=== REQUIRED WORK ===
Set out every line of the material below as a numbered list, leaving out any blank lines.

— Start —

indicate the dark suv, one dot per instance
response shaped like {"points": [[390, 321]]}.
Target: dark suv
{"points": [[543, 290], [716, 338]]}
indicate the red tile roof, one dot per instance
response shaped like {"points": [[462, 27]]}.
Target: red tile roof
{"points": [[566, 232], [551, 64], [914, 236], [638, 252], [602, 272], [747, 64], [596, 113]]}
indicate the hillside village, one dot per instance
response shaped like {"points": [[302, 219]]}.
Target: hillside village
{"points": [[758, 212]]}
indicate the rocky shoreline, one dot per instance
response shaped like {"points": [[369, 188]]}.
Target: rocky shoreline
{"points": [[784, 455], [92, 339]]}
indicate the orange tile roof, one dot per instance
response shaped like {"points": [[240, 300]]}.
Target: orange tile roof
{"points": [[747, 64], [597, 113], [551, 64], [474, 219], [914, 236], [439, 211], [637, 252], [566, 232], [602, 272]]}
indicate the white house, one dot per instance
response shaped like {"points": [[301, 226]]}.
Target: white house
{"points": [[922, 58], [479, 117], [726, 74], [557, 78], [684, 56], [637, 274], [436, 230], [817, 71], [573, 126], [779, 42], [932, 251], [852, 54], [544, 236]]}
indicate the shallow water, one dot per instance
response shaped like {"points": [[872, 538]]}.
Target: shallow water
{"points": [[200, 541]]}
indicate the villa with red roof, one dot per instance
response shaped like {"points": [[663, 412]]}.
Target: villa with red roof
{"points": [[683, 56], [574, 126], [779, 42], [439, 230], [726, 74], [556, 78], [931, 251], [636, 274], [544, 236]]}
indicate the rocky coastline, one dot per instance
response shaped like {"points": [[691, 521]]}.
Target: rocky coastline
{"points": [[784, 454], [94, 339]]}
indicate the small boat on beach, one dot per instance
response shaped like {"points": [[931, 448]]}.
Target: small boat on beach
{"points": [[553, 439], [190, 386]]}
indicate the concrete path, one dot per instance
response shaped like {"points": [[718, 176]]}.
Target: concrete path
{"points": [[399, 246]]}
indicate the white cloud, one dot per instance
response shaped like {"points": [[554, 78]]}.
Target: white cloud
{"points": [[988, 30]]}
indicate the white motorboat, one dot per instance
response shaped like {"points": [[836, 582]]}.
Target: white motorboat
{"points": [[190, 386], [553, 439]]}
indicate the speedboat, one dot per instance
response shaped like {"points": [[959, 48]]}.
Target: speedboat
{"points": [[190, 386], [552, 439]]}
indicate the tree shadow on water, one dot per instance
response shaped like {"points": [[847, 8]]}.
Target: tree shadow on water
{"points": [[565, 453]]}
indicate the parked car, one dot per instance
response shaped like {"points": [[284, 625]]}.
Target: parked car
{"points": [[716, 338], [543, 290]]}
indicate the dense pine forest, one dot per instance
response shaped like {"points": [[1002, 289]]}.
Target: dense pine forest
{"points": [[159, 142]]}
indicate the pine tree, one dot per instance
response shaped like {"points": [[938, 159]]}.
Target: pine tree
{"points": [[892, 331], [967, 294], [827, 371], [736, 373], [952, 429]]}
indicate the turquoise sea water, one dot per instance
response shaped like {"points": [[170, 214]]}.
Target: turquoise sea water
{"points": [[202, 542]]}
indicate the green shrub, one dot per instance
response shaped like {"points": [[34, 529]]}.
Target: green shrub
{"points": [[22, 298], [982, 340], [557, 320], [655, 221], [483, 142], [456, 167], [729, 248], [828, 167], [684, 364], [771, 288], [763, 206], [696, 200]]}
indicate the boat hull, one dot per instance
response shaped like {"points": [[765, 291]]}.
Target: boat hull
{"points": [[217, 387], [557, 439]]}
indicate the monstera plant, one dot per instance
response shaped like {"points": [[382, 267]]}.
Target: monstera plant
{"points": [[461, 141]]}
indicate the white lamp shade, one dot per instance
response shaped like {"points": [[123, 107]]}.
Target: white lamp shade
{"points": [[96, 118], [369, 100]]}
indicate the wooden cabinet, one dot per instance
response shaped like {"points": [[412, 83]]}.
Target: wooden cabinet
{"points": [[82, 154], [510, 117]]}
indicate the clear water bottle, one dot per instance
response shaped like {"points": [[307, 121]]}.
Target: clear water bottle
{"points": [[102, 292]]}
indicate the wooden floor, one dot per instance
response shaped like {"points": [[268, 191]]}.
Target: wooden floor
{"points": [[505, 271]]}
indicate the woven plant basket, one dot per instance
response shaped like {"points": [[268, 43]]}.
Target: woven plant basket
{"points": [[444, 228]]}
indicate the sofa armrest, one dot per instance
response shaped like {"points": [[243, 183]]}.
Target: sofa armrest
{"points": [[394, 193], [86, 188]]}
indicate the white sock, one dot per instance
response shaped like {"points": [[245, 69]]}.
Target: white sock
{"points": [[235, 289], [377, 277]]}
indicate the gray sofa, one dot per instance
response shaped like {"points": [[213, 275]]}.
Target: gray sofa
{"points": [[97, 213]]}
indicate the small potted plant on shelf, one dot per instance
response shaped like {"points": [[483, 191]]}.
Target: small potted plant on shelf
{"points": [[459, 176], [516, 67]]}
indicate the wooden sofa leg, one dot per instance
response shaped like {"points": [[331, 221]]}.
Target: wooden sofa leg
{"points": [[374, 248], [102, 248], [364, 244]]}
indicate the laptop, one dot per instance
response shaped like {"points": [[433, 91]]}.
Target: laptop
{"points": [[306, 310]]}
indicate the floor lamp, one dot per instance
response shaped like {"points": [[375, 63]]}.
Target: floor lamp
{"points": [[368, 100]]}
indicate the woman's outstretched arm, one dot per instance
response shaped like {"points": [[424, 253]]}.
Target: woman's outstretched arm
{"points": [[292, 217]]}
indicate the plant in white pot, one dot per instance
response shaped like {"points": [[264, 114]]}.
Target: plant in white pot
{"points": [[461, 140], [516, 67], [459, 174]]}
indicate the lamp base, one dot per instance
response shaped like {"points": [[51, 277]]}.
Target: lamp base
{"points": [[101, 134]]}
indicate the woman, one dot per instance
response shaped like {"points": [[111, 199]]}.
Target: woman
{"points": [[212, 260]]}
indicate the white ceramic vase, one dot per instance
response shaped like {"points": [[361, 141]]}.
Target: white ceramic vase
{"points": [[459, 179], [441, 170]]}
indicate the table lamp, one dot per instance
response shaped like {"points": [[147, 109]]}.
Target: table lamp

— End —

=== SOLVED EXERCISE ===
1. indicate the dark suv, one dot per instance
2. response shaped like {"points": [[390, 321]]}.
3. Target: dark suv
4. {"points": [[543, 290], [716, 338]]}
5. indicate the red tile roof, one dot per instance
6. response shaped like {"points": [[462, 27]]}.
7. Target: red tile roof
8. {"points": [[566, 232], [551, 64], [914, 236], [638, 252], [602, 272], [747, 64], [596, 113]]}
9. indicate the hillside village, one dot per instance
10. response shaped like {"points": [[302, 219]]}.
11. Target: hillside village
12. {"points": [[758, 212]]}
13. indicate the rocky shoreline, one dot per instance
14. response shaped like {"points": [[369, 188]]}.
15. Target: rocky shoreline
16. {"points": [[784, 455], [92, 339]]}
17. indicate the orange tile roof, one dot per instance
18. response shaped like {"points": [[240, 300]]}.
19. Target: orange tile roof
20. {"points": [[747, 64], [597, 113], [551, 64], [474, 219], [914, 236], [439, 211], [637, 252], [566, 232], [602, 272]]}
21. indicate the white house, one dot per instance
22. response shaped like {"points": [[301, 226]]}.
23. Target: white house
24. {"points": [[922, 58], [479, 117], [726, 74], [557, 78], [684, 56], [637, 274], [436, 230], [817, 71], [573, 126], [779, 42], [932, 251], [852, 54], [544, 236]]}
25. indicate the shallow water, one dot per instance
26. response shaped like {"points": [[872, 538]]}.
27. Target: shallow water
28. {"points": [[200, 541]]}
29. indicate the villa with red roof, one dot per instance
30. response shaped like {"points": [[663, 412]]}.
31. Target: villa with red roof
32. {"points": [[683, 56], [574, 126], [779, 42], [439, 230], [726, 74], [556, 78], [931, 251], [636, 274], [544, 236]]}
33. indicate the rocky coastline, one dot per instance
34. response shaped like {"points": [[691, 521]]}.
35. Target: rocky coastline
36. {"points": [[784, 454], [94, 339]]}
37. indicate the small boat on beach, one dot per instance
38. response shaped like {"points": [[931, 448]]}.
39. Target: small boat on beach
40. {"points": [[553, 439], [190, 386]]}
41. indicate the concrete path, one dot per instance
42. response shaped like {"points": [[718, 176]]}.
43. Target: concrete path
44. {"points": [[399, 246]]}
45. indicate the white cloud, one dot per instance
46. response shaped like {"points": [[554, 78]]}.
47. Target: white cloud
48. {"points": [[988, 30]]}
49. indicate the white motorboat, one dot per instance
50. response shaped like {"points": [[836, 582]]}.
51. Target: white motorboat
52. {"points": [[190, 386], [553, 439]]}
53. indicate the speedboat, one dot per instance
54. response shaped like {"points": [[959, 48]]}.
55. Target: speedboat
56. {"points": [[190, 386], [552, 439]]}
57. indicate the tree shadow on water, one dot per instance
58. response shaped like {"points": [[847, 8]]}.
59. Target: tree shadow on water
60. {"points": [[565, 453]]}
61. indicate the parked car, one dot per instance
62. response shaped like {"points": [[284, 625]]}.
63. Target: parked car
64. {"points": [[716, 338], [543, 290]]}
65. indicate the dense pine forest, one dot per instance
66. response shaped like {"points": [[1002, 289]]}.
67. Target: dense pine forest
68. {"points": [[159, 142]]}
69. indicate the pine tree, one dot per instance
70. response shaped like {"points": [[938, 159]]}.
71. Target: pine tree
72. {"points": [[892, 331], [967, 294], [827, 371], [736, 373], [952, 429]]}
73. indicate the turquoise sea water, one dot per instance
74. response shaped like {"points": [[170, 214]]}.
75. Target: turquoise sea water
76. {"points": [[202, 542]]}
77. indicate the green shrub, one dot per instance
78. response shaped like {"points": [[34, 529]]}.
79. Target: green shrub
80. {"points": [[22, 298], [982, 340], [557, 320], [655, 221], [483, 142], [456, 167], [729, 248], [828, 167], [684, 364], [771, 288], [763, 206], [696, 200]]}
81. indicate the boat hull, one dot per instance
82. response shaped like {"points": [[765, 291]]}.
83. Target: boat hull
84. {"points": [[217, 387], [557, 439]]}
85. indicate the monstera plant, one dot per instance
86. response shaped like {"points": [[382, 267]]}.
87. Target: monstera plant
88. {"points": [[461, 141]]}
89. indicate the white lamp shade, one dot per instance
90. response shaped like {"points": [[123, 107]]}.
91. Target: white lamp shade
92. {"points": [[96, 118], [369, 100]]}
93. indicate the wooden cabinet, one dot per instance
94. response shaped like {"points": [[412, 83]]}.
95. Target: wooden cabinet
96. {"points": [[82, 154], [510, 117]]}
97. indicate the clear water bottle, one dot per instance
98. response shaped like {"points": [[307, 121]]}.
99. Target: clear water bottle
100. {"points": [[102, 292]]}
101. indicate the wooden floor, one dot per instance
102. response shaped like {"points": [[268, 191]]}.
103. Target: wooden floor
104. {"points": [[505, 271]]}
105. indicate the woven plant basket, one dot per instance
106. response shaped like {"points": [[268, 43]]}.
107. Target: woven plant basket
108. {"points": [[444, 228]]}
109. indicate the sofa armrest, one dot per instance
110. response shaped like {"points": [[243, 183]]}.
111. Target: sofa armrest
112. {"points": [[394, 193], [86, 188]]}
113. indicate the white sock, one dot per instance
114. response shaped like {"points": [[245, 69]]}.
115. Target: white sock
116. {"points": [[235, 289], [377, 277]]}
117. indicate the gray sofa, one dot per instance
118. response shaped like {"points": [[213, 275]]}.
119. Target: gray sofa
120. {"points": [[97, 213]]}
121. indicate the small potted plant on shelf, one dot per instance
122. response shaped like {"points": [[483, 191]]}.
123. Target: small potted plant on shelf
124. {"points": [[459, 176], [516, 67]]}
125. indicate the wooden sofa leg, one dot per instance
126. response shaped like {"points": [[331, 221]]}.
127. Target: wooden sofa leg
128. {"points": [[374, 248], [102, 248], [364, 244]]}
129. indicate the laptop, one dot per instance
130. response shaped like {"points": [[433, 91]]}.
131. Target: laptop
132. {"points": [[306, 310]]}
133. indicate the floor lamp, one dot per instance
134. response shaped like {"points": [[375, 63]]}.
135. Target: floor lamp
136. {"points": [[368, 100]]}
137. indicate the woman's outstretched arm, one dot per instance
138. response shaped like {"points": [[424, 253]]}.
139. Target: woman's outstretched arm
140. {"points": [[292, 217]]}
141. indicate the plant in white pot, one dot per instance
142. response shaped like {"points": [[264, 114]]}.
143. Target: plant in white pot
144. {"points": [[461, 140], [516, 67], [459, 174]]}
145. indicate the lamp base, one dot per instance
146. response shaped like {"points": [[51, 277]]}.
147. Target: lamp base
148. {"points": [[101, 134]]}
149. indicate the woman, one dot per instance
150. response shaped like {"points": [[111, 199]]}.
151. Target: woman
152. {"points": [[212, 260]]}
153. indicate the white ceramic vase, one dot per instance
154. response shaped like {"points": [[361, 141]]}.
155. Target: white ceramic vase
156. {"points": [[459, 179], [441, 170]]}
157. indicate the table lamp, one dot per instance
158. response shaped like {"points": [[147, 109]]}.
159. Target: table lamp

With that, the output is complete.